## Questions
• a. According to the passage on calcium-sensing receptor drugs, what structure did Jenny Yang's lab recently solve?
• b. Using the passage on calcium-sensing receptor drugs, explain why cinacalcet's use has been restricted to patients with end-stage renal disease.

## Source passage
::::::::

The possibility of exploiting biased agonism at the CaR has been extensively explored by the group of Christopoulos and Leach [93, 114– 116]. These authors analyzed the effect of calcimimetics and calcilytics on a number of CaR mutations [115] (reviewed in 95, 103), demonstrating that mutated CaR proteins can display altered signaling bias. Importantly, and as stated above, both cinacalcet and NPS 2143 were shown to effectively rescue mutants to the cell membrane, with a bias of both compounds toward the modulation of agonist-stimulated Ca 2+ mobilization [93]. There is no doubt that these results have relevant therapeutic potential.

To date, cinacalcet has been used for the treatment of hyperparathyroidism and to correct Ca 2+ ext in patients with loss-of-function CaR mutations. However, because of its hypocalcemic side effects, presumably due to CaR-mediated calcium-dependent calcitonin secretion from thyroid parafollicular C-cells [108] and potentiation of renal CaRs, its use has been restricted to patients with end-stage renal disease. Thus, a drug that suppresses PTH secretion without raising serum calcitonin would be therapeutically advantageous.

Potential clues towards the search for a calcimimetic with low/no effect on calcitonin was hinted at in a very recent paper [94]. In this work, the authors demonstrated that while phenylalkylamine calcimimetics were biased towards Ca 2+ mobilization and IP 1 accumulation (a stable metabolite of IP 3), R,R-calcimimetic B and AC-265347 biased CaR signaling towards pERK1/2 and IP 1 accumulation. This finding may explain the preference of R,R-calcimimetic B and AC-265347 for the suppression of PTH release versus the stimulation of calcitonin secretion in vivo.

Structure-function relationships and future prospects

Recent work explored the structural requirements for bias and allostery mediated by old and new classes of positive and negative allosteric modulators of the CaR [116]. Further, Jenny Yang’s lab has published several papers about the potential Ca 2+ binding sites and their relevance for related diseases [117– 124]. Recently, these authors solved the first high-resolution crystal structure of the ECD of human CaR bound with Mg 2+ [117]. Of note, a high-affinity tryptophan derivative was found in the crystal structure of the CaR that seems to play a role in potentiating the function of the receptor [117]. These studies represent important progress in the field, since they provide new insights into the structural basis of human diseases arising from CaR mutations. Ultimately, the subtle differences in modulator binding sites revealed by structural studies may be exploited to design drugs able to elicit distinct signaling outcomes and thus be effective on specific mutations (patient-specific drugs) and/or on tissue-specific signaling pathways (tissue-specific drugs).

In this scenario, a fundamental challenge for future research will be to set up methodological tools to validate these latest pharmacological advances in more physiologically relevant models, such as primary cells or animal models. It also remains to be seen how the functional effects of these drugs are altered in the complex landscape of changing [Ca 2+] in extracellular microdomains in vivo.

::::::::

## Available data
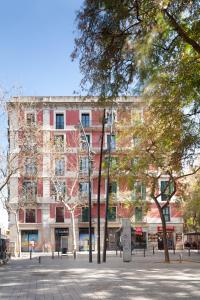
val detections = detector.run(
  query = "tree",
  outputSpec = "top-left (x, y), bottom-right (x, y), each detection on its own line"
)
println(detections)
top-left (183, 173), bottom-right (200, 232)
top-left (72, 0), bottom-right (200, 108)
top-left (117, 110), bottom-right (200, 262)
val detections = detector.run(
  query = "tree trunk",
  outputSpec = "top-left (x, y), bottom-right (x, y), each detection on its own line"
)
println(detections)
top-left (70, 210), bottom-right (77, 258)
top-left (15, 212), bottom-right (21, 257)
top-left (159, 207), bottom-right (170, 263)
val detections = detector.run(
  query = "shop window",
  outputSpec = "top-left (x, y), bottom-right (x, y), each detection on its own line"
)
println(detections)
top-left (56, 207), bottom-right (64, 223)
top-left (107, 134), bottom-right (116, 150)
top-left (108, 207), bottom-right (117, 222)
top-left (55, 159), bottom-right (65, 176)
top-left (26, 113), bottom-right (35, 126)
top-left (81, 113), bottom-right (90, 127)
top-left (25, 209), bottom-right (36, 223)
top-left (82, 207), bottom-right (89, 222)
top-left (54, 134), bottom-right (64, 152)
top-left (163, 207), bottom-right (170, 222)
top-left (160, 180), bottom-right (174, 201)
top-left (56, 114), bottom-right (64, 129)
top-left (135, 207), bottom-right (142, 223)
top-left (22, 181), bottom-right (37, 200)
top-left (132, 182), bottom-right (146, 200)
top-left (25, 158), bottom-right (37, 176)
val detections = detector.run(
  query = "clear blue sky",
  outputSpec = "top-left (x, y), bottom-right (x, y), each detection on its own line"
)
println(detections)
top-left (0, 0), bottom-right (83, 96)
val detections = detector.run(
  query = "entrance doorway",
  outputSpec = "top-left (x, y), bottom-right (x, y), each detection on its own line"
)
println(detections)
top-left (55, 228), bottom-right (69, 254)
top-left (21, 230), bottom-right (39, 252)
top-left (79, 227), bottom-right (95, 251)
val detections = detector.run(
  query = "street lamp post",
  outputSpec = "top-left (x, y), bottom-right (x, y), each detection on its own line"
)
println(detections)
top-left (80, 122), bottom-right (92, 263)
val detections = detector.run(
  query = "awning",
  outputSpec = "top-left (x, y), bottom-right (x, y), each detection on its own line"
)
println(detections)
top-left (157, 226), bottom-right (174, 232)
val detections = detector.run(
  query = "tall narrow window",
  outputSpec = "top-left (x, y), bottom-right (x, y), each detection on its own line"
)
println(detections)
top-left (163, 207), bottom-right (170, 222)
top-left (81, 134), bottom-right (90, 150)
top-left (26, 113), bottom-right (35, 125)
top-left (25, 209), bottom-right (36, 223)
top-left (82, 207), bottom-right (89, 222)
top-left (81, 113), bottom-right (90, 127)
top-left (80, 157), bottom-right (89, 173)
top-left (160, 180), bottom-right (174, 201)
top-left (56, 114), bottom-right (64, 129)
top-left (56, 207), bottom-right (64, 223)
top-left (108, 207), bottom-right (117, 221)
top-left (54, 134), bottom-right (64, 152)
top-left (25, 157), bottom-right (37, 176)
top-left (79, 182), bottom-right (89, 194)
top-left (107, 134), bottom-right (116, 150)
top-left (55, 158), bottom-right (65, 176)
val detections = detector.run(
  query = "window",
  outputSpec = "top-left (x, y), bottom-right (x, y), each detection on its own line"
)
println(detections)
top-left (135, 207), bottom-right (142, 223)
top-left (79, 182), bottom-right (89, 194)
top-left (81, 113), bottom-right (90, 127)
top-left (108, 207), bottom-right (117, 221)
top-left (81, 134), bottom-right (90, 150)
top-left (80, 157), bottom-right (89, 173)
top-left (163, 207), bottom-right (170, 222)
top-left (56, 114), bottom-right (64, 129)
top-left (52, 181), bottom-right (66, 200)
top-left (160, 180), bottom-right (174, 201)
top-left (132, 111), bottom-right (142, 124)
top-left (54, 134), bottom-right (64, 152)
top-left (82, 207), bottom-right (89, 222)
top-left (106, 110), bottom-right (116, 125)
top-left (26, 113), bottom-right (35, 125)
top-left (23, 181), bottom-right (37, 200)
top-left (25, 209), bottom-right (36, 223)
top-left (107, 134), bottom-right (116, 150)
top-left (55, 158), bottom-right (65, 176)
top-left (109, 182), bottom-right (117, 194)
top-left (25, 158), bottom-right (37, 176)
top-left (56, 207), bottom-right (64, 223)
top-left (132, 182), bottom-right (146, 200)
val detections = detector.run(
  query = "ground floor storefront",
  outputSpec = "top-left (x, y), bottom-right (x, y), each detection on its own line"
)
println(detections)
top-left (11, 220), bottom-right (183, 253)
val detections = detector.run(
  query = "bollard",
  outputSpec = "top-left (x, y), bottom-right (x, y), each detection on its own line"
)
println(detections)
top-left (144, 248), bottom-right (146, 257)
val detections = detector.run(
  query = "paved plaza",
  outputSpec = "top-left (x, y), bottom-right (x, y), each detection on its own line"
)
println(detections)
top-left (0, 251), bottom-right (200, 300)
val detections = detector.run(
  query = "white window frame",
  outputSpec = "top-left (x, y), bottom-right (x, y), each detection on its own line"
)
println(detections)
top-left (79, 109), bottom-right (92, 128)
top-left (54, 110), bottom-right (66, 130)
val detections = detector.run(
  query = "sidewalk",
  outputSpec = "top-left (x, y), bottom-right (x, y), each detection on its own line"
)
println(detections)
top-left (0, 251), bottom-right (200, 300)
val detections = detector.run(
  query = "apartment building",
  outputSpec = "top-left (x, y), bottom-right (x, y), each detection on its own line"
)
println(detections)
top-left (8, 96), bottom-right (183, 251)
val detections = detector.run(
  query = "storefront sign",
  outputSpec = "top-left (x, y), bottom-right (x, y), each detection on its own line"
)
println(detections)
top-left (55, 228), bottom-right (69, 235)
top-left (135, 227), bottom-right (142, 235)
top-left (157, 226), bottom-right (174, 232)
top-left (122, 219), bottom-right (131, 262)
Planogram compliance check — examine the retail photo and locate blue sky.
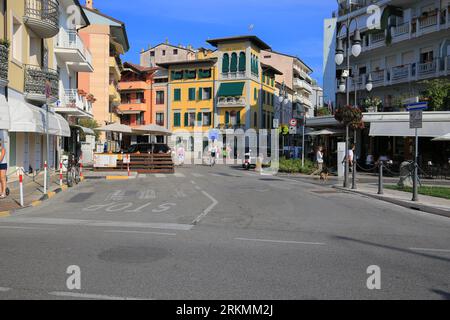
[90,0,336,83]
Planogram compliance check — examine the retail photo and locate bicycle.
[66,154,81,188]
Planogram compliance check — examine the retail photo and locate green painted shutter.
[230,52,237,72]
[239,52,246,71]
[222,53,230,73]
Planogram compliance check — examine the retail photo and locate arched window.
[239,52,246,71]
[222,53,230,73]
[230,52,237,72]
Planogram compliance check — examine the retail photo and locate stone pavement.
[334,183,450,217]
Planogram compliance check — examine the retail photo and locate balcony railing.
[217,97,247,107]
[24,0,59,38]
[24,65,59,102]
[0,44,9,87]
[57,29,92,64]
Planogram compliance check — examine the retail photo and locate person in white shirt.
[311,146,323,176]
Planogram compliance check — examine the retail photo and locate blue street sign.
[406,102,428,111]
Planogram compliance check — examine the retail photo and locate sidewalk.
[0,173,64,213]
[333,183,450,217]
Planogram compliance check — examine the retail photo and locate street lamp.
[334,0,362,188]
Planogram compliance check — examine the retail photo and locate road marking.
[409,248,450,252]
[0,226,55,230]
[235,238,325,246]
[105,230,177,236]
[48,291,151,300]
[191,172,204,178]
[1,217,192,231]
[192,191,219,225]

::::::::

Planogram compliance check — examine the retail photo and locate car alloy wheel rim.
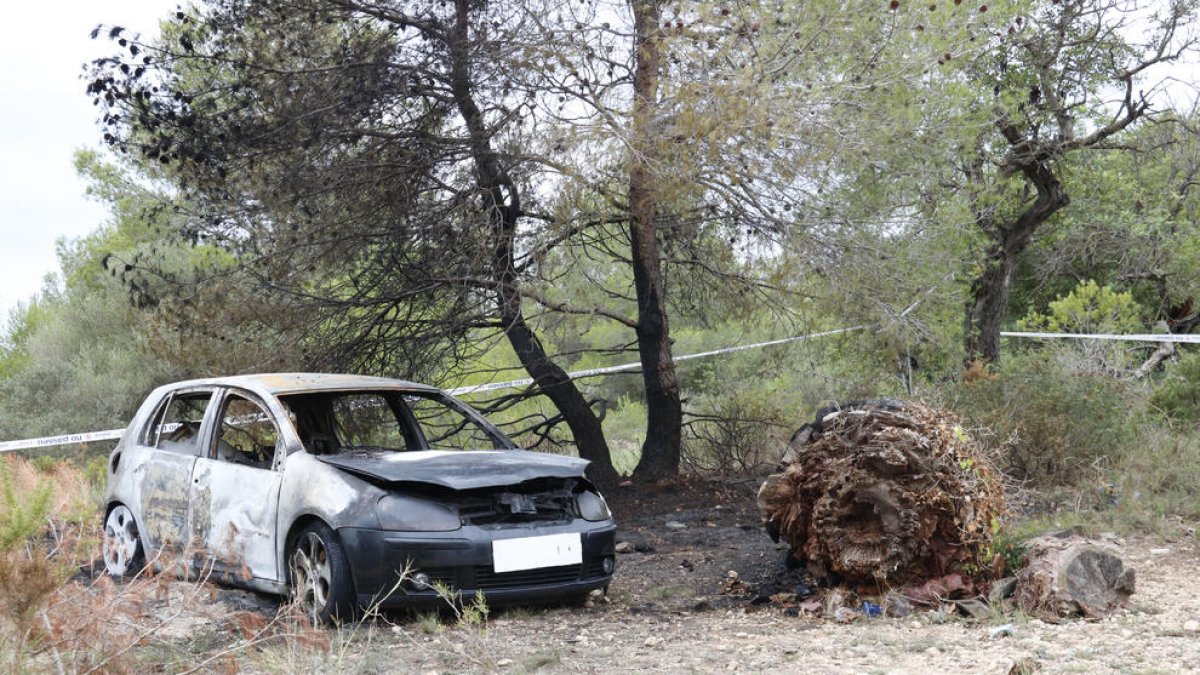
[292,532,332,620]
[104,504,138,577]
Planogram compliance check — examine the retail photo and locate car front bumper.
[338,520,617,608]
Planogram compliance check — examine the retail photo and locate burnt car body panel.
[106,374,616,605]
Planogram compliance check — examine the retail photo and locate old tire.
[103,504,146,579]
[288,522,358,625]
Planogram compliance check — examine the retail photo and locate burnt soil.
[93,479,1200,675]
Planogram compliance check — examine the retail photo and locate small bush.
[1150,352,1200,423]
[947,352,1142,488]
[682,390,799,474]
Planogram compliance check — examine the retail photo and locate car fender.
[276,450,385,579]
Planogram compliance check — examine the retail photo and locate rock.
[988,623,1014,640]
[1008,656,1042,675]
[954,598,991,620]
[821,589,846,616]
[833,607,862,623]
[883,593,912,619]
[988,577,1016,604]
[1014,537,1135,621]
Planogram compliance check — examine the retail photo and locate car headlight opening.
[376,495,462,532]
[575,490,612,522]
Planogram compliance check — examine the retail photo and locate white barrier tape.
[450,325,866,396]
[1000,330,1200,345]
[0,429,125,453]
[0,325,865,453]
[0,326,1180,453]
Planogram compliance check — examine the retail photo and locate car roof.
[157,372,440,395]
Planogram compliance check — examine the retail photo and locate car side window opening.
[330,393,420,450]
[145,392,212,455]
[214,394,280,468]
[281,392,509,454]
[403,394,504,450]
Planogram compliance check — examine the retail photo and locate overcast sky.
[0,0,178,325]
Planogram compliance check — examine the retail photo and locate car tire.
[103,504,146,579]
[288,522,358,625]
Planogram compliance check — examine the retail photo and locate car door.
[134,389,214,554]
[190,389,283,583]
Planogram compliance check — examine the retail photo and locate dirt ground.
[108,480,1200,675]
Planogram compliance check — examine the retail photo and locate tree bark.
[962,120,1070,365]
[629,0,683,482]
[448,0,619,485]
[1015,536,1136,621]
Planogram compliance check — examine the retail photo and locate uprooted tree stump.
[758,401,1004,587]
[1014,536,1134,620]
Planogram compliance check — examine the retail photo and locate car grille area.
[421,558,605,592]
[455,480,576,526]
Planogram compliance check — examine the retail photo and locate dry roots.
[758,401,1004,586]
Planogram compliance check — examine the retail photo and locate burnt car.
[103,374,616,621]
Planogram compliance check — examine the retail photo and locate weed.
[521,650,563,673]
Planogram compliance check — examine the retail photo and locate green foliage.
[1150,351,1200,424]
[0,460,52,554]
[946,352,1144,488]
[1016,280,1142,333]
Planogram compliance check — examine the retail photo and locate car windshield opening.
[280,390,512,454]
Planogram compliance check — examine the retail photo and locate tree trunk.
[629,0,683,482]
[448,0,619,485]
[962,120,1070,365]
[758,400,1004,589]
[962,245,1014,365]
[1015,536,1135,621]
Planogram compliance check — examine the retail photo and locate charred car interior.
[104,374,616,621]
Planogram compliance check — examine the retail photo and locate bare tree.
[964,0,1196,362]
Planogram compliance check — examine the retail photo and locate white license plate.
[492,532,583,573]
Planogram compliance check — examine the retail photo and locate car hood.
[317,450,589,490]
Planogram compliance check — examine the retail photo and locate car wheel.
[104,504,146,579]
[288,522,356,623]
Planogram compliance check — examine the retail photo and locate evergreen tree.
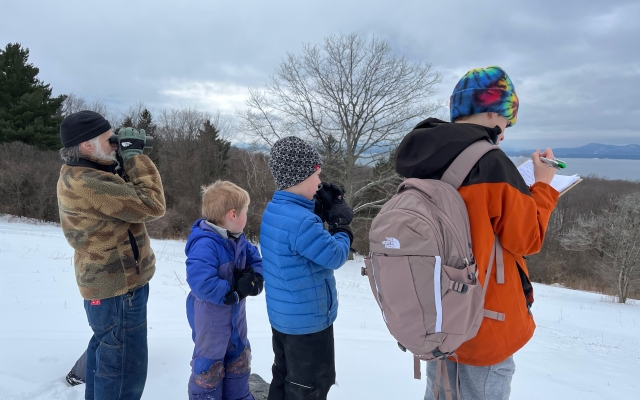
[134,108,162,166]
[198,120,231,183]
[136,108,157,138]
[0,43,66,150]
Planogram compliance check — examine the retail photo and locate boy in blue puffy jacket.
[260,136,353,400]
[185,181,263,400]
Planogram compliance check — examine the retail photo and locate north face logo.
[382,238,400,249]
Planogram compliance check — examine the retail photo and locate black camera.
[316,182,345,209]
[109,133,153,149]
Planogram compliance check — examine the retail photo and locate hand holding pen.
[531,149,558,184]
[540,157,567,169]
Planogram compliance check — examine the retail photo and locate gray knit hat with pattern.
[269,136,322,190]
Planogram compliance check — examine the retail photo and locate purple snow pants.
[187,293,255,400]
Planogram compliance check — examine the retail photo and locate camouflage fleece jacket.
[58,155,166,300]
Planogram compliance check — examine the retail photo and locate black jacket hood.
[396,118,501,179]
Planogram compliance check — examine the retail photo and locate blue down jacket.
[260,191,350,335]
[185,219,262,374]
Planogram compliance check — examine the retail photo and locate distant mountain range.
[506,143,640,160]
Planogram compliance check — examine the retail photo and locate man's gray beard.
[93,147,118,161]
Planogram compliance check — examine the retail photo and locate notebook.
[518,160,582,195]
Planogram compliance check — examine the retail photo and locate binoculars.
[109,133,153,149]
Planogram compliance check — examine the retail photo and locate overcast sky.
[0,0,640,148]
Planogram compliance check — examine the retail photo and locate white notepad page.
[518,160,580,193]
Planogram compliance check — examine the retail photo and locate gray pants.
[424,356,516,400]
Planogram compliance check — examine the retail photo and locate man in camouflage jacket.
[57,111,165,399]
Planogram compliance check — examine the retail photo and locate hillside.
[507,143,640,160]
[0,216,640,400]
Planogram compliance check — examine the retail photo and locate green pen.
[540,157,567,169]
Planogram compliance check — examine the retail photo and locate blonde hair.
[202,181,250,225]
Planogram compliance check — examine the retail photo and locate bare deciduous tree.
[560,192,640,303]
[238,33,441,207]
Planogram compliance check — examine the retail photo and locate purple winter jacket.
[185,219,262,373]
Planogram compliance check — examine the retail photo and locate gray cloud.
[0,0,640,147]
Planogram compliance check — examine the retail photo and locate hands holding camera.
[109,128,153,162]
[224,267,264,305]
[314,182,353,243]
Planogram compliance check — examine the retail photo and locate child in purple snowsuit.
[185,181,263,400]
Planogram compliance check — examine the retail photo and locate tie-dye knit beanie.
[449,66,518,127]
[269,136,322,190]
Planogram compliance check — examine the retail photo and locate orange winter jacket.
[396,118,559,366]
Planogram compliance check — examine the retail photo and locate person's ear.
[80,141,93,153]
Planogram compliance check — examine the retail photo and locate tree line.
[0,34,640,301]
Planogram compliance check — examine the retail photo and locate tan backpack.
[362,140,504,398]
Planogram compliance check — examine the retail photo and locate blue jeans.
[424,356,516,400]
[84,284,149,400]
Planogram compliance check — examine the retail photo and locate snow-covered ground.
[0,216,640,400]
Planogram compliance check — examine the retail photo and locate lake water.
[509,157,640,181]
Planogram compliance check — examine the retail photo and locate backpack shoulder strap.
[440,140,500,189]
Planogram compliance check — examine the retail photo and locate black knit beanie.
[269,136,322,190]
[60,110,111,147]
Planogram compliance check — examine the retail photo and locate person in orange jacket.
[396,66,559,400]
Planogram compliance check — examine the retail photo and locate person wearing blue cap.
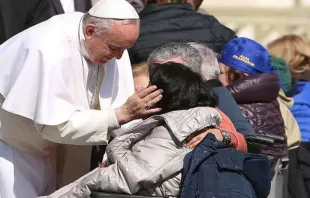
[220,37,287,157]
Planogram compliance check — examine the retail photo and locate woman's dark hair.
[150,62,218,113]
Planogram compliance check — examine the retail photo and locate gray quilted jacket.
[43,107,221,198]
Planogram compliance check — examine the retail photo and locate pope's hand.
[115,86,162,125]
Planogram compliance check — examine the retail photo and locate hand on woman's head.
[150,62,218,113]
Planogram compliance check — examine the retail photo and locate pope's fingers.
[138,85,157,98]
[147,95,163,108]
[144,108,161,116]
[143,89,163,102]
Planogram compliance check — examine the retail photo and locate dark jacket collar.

::::::::

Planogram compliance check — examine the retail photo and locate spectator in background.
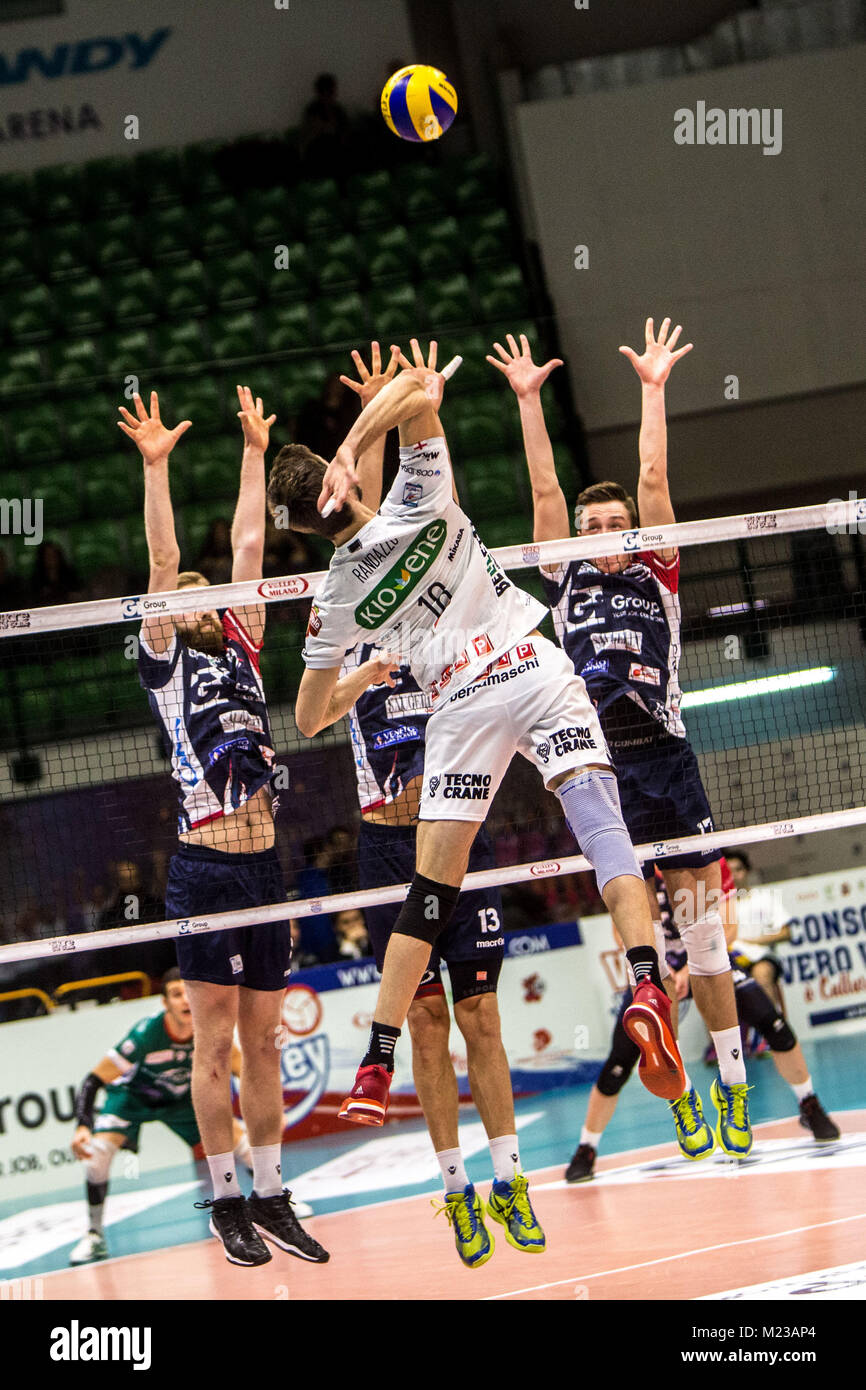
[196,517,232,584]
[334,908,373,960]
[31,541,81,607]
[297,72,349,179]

::::::::

## Solved tasks
• a. They solved the first high-resolution crystal structure of the ECD of human CaR bound with Mg2+.

• b. Cinacalcet's use is restricted because it has hypocalcemic side effects. These are presumably due to CaR-mediated, calcium-dependent calcitonin secretion from thyroid parafollicular C-cells and to potentiation of renal CaRs.